(Dataset records)
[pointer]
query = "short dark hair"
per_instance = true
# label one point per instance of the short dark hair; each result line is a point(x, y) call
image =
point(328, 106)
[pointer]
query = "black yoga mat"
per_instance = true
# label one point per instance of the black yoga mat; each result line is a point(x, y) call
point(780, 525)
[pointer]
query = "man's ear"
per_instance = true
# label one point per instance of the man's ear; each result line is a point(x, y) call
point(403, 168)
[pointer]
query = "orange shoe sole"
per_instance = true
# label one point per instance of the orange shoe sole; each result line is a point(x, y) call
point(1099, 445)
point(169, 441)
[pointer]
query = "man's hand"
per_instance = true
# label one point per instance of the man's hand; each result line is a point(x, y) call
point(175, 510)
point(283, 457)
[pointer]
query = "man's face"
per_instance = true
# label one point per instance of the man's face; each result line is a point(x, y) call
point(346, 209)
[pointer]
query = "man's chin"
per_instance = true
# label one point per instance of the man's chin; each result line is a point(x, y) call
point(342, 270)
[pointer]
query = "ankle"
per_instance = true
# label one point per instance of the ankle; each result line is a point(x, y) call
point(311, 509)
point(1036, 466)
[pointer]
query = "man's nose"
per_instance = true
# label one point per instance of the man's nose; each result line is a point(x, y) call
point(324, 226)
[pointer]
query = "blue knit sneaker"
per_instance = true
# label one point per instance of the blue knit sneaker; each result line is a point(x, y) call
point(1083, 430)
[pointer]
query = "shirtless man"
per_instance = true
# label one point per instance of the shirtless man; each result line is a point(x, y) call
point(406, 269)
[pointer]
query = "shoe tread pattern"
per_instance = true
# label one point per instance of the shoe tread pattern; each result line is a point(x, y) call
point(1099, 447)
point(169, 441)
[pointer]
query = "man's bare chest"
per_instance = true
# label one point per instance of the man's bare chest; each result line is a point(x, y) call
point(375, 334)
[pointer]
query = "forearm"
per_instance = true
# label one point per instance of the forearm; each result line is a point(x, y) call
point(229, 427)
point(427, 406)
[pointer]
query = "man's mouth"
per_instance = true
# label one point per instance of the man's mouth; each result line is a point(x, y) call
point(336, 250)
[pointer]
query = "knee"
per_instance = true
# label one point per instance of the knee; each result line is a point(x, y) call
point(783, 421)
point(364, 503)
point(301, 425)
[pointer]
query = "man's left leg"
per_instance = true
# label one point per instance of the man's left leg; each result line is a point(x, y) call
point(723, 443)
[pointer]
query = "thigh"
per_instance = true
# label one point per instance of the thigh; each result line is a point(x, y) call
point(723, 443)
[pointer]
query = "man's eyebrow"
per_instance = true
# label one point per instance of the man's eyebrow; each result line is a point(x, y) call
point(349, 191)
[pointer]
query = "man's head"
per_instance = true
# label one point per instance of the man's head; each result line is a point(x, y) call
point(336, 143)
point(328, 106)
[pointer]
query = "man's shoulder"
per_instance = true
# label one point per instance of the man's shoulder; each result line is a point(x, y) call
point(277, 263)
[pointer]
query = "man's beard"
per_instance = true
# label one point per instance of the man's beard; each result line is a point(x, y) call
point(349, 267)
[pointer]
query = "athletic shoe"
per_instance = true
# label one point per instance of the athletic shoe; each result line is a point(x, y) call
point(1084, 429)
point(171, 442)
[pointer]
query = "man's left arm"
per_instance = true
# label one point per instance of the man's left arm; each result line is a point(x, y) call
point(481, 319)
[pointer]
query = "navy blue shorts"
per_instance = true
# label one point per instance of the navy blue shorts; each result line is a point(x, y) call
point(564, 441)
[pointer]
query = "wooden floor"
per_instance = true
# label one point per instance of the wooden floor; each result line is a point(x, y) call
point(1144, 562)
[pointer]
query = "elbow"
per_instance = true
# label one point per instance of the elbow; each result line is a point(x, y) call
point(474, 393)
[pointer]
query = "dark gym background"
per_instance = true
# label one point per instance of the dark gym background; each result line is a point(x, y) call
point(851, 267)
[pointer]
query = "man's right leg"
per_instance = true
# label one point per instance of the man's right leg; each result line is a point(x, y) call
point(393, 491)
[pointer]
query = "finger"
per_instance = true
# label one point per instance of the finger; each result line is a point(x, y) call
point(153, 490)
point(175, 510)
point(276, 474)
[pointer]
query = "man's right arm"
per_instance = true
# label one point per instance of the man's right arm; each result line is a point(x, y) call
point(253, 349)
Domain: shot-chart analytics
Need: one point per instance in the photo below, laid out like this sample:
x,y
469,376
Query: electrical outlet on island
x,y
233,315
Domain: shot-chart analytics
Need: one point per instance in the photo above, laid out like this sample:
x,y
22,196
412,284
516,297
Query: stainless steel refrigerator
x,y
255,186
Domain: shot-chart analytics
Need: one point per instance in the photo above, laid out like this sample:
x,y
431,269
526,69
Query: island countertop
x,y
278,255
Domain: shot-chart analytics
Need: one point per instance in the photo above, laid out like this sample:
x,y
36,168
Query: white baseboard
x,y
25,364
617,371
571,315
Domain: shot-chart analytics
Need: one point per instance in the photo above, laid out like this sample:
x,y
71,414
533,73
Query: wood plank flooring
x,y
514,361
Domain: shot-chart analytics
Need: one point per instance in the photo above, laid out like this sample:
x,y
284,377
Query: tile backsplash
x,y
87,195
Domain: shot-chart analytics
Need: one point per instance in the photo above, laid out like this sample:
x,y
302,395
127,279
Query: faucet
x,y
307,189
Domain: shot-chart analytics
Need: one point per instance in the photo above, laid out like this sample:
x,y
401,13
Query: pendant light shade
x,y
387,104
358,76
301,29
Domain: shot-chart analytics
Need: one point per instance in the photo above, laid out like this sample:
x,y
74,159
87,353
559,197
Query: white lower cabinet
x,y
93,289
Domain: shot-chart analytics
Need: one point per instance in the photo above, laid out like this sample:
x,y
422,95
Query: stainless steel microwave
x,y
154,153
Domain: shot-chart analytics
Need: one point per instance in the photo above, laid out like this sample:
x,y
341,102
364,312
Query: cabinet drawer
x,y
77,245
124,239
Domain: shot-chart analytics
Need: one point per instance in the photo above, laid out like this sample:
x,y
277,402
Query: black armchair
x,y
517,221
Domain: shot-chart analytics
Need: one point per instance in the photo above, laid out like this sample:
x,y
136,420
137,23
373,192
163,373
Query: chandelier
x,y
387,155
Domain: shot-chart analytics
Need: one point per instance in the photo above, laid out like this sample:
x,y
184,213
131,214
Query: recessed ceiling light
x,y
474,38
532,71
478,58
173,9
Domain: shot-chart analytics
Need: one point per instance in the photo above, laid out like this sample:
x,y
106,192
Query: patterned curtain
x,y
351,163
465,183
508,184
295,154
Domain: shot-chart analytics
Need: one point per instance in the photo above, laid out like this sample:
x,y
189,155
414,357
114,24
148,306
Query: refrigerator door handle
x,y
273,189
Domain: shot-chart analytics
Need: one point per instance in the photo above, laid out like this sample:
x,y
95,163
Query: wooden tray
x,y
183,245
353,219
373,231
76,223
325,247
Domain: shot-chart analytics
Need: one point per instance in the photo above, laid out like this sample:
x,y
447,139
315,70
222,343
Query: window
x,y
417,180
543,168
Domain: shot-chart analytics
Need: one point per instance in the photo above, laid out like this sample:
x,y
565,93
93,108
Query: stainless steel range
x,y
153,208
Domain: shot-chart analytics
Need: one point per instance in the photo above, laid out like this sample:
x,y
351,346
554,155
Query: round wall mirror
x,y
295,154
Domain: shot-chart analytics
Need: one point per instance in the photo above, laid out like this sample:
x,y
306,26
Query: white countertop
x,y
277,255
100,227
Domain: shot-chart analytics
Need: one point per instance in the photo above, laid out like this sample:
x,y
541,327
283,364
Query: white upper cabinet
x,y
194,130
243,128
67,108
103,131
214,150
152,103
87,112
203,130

### [WHAT NEEDS TO BE DONE]
Your task is to print all of the records exactly.

### [RESPONSE TO THIS EXERCISE]
[pointer]
query = "short dark hair"
per_instance = true
# label one point per instance of the short dark hair; each result line is a point(x, y) call
image =
point(328, 106)
[pointer]
query = "black yoga mat"
per_instance = true
# label one point per instance of the black yoga mat; each result line is a point(x, y) call
point(780, 525)
[pointer]
query = "man's ear"
per_instance = true
# label one point per instance of the man's ear; each result line is a point(x, y) call
point(403, 168)
[pointer]
query = "orange shoe sole"
per_instance = true
# label one point per instance of the orange shoe sole; each result line is a point(x, y) call
point(1099, 445)
point(169, 441)
[pointer]
query = "man's hand"
per_instance = true
# label one point per instance of the man's hand; each result line is a point(x, y) call
point(175, 510)
point(283, 457)
[pointer]
query = "man's face"
per_instance = true
# label one point per instance of the man's face; each result line is a point(x, y) call
point(346, 209)
[pointer]
query = "man's chin"
per_instance = true
# label one point per instance of the man's chin; each result line is a point(x, y) call
point(342, 270)
[pointer]
query = "ankle"
per_instance = true
# label one point per instance of the ankle; each result line is a point(x, y) call
point(311, 509)
point(1036, 466)
[pointer]
query = "man's nose"
per_instance = true
# label one point per instance of the man's nose; each result line is a point(x, y) call
point(324, 226)
[pointer]
query = "blue knit sneaker"
per_instance = true
# label one point per instance of the blue knit sneaker; each result line is a point(x, y) call
point(1083, 430)
[pointer]
query = "shirtless man"
per_instance = true
# label one point per instance of the shirtless man; each result line is a point(x, y) call
point(406, 269)
[pointer]
query = "shoe tread pattern"
per_instance = true
# label one point per instance of the shoe tread pattern; each result line is a point(x, y) call
point(1099, 447)
point(169, 441)
[pointer]
query = "man's bare chest"
per_instance = true
# label one point per instance of the man's bare chest; each result line is a point(x, y) call
point(375, 334)
[pointer]
query = "forearm"
per_instance = true
# label one point per instance of the forearm; each result line is a point(x, y) call
point(229, 427)
point(427, 406)
[pointer]
query = "man's mouth"
per_instance = true
# label one point per instance of the man's mouth; each result line is a point(x, y) call
point(336, 250)
[pointer]
query = "knee"
per_instance = true
# label one point per instance of the knee; each result line is a point(x, y) call
point(783, 421)
point(364, 503)
point(301, 425)
[pointer]
query = "man's left leg"
per_instance = true
# label one point per instance of the man's left leg; each result line is a point(x, y) call
point(723, 443)
[pointer]
query = "thigh"
per_instance = true
# label one point per instance of the thigh; each result line is a point(x, y) call
point(723, 443)
[pointer]
query = "man's eyebrow"
per_instance = true
# label one point per instance of the man's eyebrow; each result line is a point(x, y) call
point(349, 191)
[pointer]
query = "man's head"
per_instance = true
# label one point per instance of the man's head; each result line is a point(x, y) call
point(336, 143)
point(328, 106)
[pointer]
query = "man's shoulder"
per_instance = true
# label one point per instance of the man's shoulder; each result line is a point(x, y) call
point(277, 263)
[pointer]
query = "man's beard"
per_instance = true
# label one point per instance of the man's beard; each result line is a point(x, y) call
point(349, 267)
[pointer]
query = "athletic shoe"
per_instance = true
# label one point per instance of the athletic shoe; each result line is a point(x, y) call
point(1084, 429)
point(171, 442)
[pointer]
query = "man's left arm"
per_instance = true
# label one point per instance of the man's left arm; each result line is a point(x, y) call
point(481, 319)
[pointer]
query = "navy blue shorts"
per_instance = true
# label one point per instance of the navy blue shorts; each result line is a point(x, y) call
point(564, 441)
[pointer]
query = "wooden floor"
per_instance = true
# label one point per instance of the wooden floor; each result line is a point(x, y) call
point(1144, 562)
[pointer]
query = "elbow"
per_instance = true
# label one point per instance of the elbow; each result line is a point(x, y) call
point(474, 393)
[pointer]
query = "dark gym background"
per_instance = true
# label one point per instance of the dark gym background; each result line is a point(x, y) call
point(851, 267)
[pointer]
query = "man's right leg"
per_instance = true
# label one point per instance of the man's right leg; each result line is a point(x, y) call
point(393, 491)
[pointer]
query = "finger"
per_instance = true
# label one point per instance of the finger; each result line is a point(x, y) call
point(153, 490)
point(175, 510)
point(276, 474)
[pointer]
query = "man's right arm"
per_instance = true
# label one point per instance of the man's right arm; each result line is a point(x, y) call
point(253, 349)
Domain: shot-chart analytics
Need: one point per instance in the photo below, laid out like this sample:
x,y
469,376
Query: electrical outlet on island
x,y
233,315
Domain: shot-chart analytics
Need: one point per instance in the photo above, laid out like this sample:
x,y
22,196
412,284
516,297
Query: stainless steel refrigerator
x,y
255,186
Domain: shot-chart analytics
Need: one point per instance in the photo above, laid out like this sample:
x,y
431,269
526,69
Query: island countertop
x,y
278,255
Domain: shot-chart analytics
Need: one point per instance in the photo above, laid out like this sample:
x,y
36,168
Query: white baseboard
x,y
25,364
617,371
571,315
Domain: shot-chart analytics
Need: one point per instance in the photo above, laid out like this sample:
x,y
71,414
533,73
Query: wood plank flooring
x,y
514,361
Domain: shot-chart analytics
Need: one point per instance in the photo above, laid out like this sample:
x,y
284,377
Query: tile backsplash
x,y
87,195
Domain: shot-chart analytics
Need: one point per instance in the photo above, laid out like this sample:
x,y
302,395
127,279
Query: faucet
x,y
307,189
Domain: shot-chart analytics
Need: one point per instance in the photo above, laid out like this sample:
x,y
401,13
Query: pendant light shade
x,y
387,104
358,76
301,29
Domain: shot-chart analytics
Need: one point per instance in the photo above, laid out like this sample:
x,y
74,159
87,353
559,197
Query: white lower cabinet
x,y
93,289
Domain: shot-chart analytics
Need: one point per instance in the photo above, laid out like this sample:
x,y
422,95
Query: stainless steel microwave
x,y
154,153
Domain: shot-chart analytics
Need: one point per instance in the photo above, laid out like this sample:
x,y
341,102
364,312
Query: cabinet drawer
x,y
77,245
124,239
Domain: shot-chart analytics
Need: one point per instance in the photo above, laid out like this sample:
x,y
277,402
Query: black armchair
x,y
517,221
Domain: shot-chart analytics
Need: one point per instance in the photo above, laid out like this sample:
x,y
136,420
137,23
373,192
163,373
Query: chandelier
x,y
387,155
Domain: shot-chart analytics
Need: one point per instance in the photo above, laid out like this sample:
x,y
184,213
131,214
Query: recessed ceiling light
x,y
474,38
532,71
478,58
173,9
Domain: shot-chart analytics
Need: one point per instance in the photo above, laid out like this sample:
x,y
106,192
Query: patterned curtain
x,y
351,163
465,183
508,184
295,154
Domain: shot-chart analytics
Need: one point per instance in the photo above, laid out like this sample:
x,y
189,155
414,357
114,24
148,306
Query: refrigerator door handle
x,y
273,189
Domain: shot-chart analytics
Need: one point per instance in the photo above, laid out like this sample:
x,y
95,163
Query: wooden tray
x,y
183,245
353,219
373,231
76,223
325,247
Domain: shot-chart analytics
Need: one point per instance in the photo above, laid out like this sample:
x,y
447,139
315,70
222,343
Query: window
x,y
417,180
543,168
Domain: shot-chart analytics
Need: one point per instance in the photo above, laid out like this sample:
x,y
565,93
93,108
Query: stainless steel range
x,y
153,208
Domain: shot-chart analytics
Need: one point per instance in the photo above, laid out like this sample:
x,y
351,346
554,155
Query: round wall mirror
x,y
295,154
Domain: shot-chart analytics
Need: one point per instance in the photo above, laid out like this sample:
x,y
306,26
Query: white countertop
x,y
277,255
100,227
Domain: shot-chart analytics
Need: one point per instance in the photo above, laid out like this sample:
x,y
541,327
283,364
Query: white upper cabinet
x,y
194,130
243,128
67,108
103,131
214,150
152,103
87,112
203,130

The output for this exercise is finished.